--- List of tasks ---
**a.** According to the LTRtype methods text, what are the three output states of the discriminating tree?
**b.** For each statement, say whether it agrees with the LTRtype methods text. Support each answer with the deciding words of that text, quoted exactly.
(i) The second step aligns the LTR and IN libraries with target genomes using RepeatMasker.
(ii) The known length of Osr1_IN is 500 bp.
(iii) The discriminating tree has four branches.
**c.** Proceed with the LTRtype methods text, starting after its final sentence.

--- Page excerpt ---

Materials and Methods

Flowchart of LTRtype

The first step of LTRtype in the flowchart (as shown in Figure Figure33) is to collect all full-length LTR retrotransposons and construct library files in FASTA format. There are two major methods to retrieve the full-length LTR retrotransposons. One is to straightforwardly download from the known repeat databases, e.g., Repbase: http://www.girinst.org/; PlantGDB: http://www.plantgdb.org; Plant repeats: http://www.tigr.org/tdb/e2k1/plant.repeats/, while the other is to mine target genomes by using authorized tools of LTR retrotransposons, such as LTR_STRUC (McCarthy and McDonald, 2003), LTR_FINDER (Xu and Wang, 2007), LTR_harvest (Ellinghaus et al., 2008), and so on. Then, the library will be merged by their overlapping lengths and sequence similarities.

FIGURE 3
Flowchart of the characterization of LTR retrotransposon elements in the program LTRtype.

The second step is to align the LTR and IN libraries with target genomes using RepeatMasker and preprocess the aligned fragments by eliminating the overlapped elements.

The third step is to merge adjacent fragments into longer or more intact LTR or IN sequences that belong to the same family, as RepeatMasker usually align a complete LTR or IN fragment into several fragments that may be separately or partially overlapped. The yielded datasets become candidate fragments for further analyses.

The fourth step is to link candidate fragments by discriminating trees according to their physical positions. If something can be connected one another, then we construct the linked fragments and take else as inserted elements or unconnected fragments. Note that inserted elements should be linked again until nothing could be connected.

The last step is to create a linked list and categorize different structural types of LTR retrotransposon elements.

Auto-Link by Discriminating Tree

Discriminating tree is a method to discriminate whether the aligned fragments should be connected that belong to the same LTR retrotransposon element in the genome. The discriminating tree is classified into the four branches: LTR-LTR, IN-IN, LTR-IN, and IN-LTR (Figure Figure4A4A). There are three output states of the discriminating tree, that is, 1 is linked, 0 is not linked, and 2 stands for inserted. Taking the linked IN-IN for example (Figure Figure4B4B), the three separated fragments are aligned to adjacent coordinates in the rice genome. The fragment a with coordinates of 1,001–1,500 in the genome corresponds to coordinates of 1–500 in the Osr1_IN, the fragment b with coordinates of 1,501–1,800 corresponds to coordinates of 1–300 in the Osr2_LTR, and the fragment c with coordinates of 1,801–2,300 corresponds to coordinates of 501–1,000 in the Osr1_IN. Here, the known length of Osr1_IN is 1,000 bp. Then the state of link (a, b) = 2, and link (a, c) = 1, that is, the fragments a and c is connected as a single element, and fragment b is regarded as an inserted element.

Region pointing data

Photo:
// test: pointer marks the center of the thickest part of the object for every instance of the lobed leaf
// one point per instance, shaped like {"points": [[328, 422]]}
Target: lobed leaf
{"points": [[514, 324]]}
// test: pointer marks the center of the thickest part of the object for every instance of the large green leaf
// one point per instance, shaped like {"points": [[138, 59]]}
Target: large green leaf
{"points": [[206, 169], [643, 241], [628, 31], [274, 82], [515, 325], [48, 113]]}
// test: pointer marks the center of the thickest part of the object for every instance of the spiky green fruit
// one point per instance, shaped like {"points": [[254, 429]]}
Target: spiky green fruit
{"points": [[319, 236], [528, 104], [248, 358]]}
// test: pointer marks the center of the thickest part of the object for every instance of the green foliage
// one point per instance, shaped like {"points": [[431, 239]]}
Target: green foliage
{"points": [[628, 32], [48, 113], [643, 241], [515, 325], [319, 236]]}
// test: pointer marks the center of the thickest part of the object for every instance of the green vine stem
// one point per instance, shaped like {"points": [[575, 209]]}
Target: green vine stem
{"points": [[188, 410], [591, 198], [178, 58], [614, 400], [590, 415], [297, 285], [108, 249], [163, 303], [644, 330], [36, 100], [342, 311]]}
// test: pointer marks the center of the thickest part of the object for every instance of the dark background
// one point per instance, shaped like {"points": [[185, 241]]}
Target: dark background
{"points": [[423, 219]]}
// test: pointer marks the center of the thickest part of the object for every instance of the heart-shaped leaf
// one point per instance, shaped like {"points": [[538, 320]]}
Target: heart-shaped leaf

--- Activity answers ---
**a.** 1 is linked, 0 is not linked, and 2 stands for inserted.

**b.**
(i) Yes: "The second step is to align the LTR and IN libraries with target genomes using RepeatMasker"
(ii) No: "the known length of Osr1_IN is 1,000 bp"
(iii) Yes: "The discriminating tree is classified into the four branches: LTR-LTR, IN-IN, LTR-IN, and IN-LTR"

**c.**
FIGURE 4
Auto-link by discriminating tree. (A) Discriminating tree; (B) Link the aligned fragments by taking the linked IN-IN for example. Triangles in yellow indicate TSDs, rectangles in brown represent LTRs, and black thick lines denote internal regions.

Create the Dynamic Link List and Identify Different Structural Elements

It is feasible to create a series of dynamic link lists according to the link states of the aligned fragments. Here, a dynamic link list stands for one linked block domain in the genome, and constructs one structural type of LTR retrotransposon element. There are seven adjacent aligned fragments in the genome, and these link states are individually given as follows: link (a, b) = 1, link (b, c) = 2, link (b, d) = 2, link (b, e) = 1, link (c, d) = 1, link (d, e) = 0, link (e, f) = 1, and link (f, g) = 0. Then, they may construct three dynamic link lists: (a-b-e-f), (c-d), (g), and form three LTR retrotransposon elements (Figure Figure55).

FIGURE 5
The creation of the dynamic linked list. a, b, c, d, e, f, and g Show the aligned fragments of LTR retrotransposons.

Comparisons with LTRtype, REannotate, and TEnest

We downloaded the sequences of maize LTR retrotransposons from Repbase version 18.11 (Jurka et al., 2005), and built the library file (Supplementary Library S1), including a total of 302 full-length elements; they were further subdivided into two sequence libraries containing 302 pairs of LTRs and INs, respectively. Maize genome sequences of Chromosome 10 (gb: CM000786.2) were downloaded from NCBI. LTR retrotransposons of maize were mined by running LTRtype (default), REannotate (-n -t -d = 10k -s = 10k -c), and TEnest (default), respectively. Because default parameters are loose, we adjusted them when running REannotate.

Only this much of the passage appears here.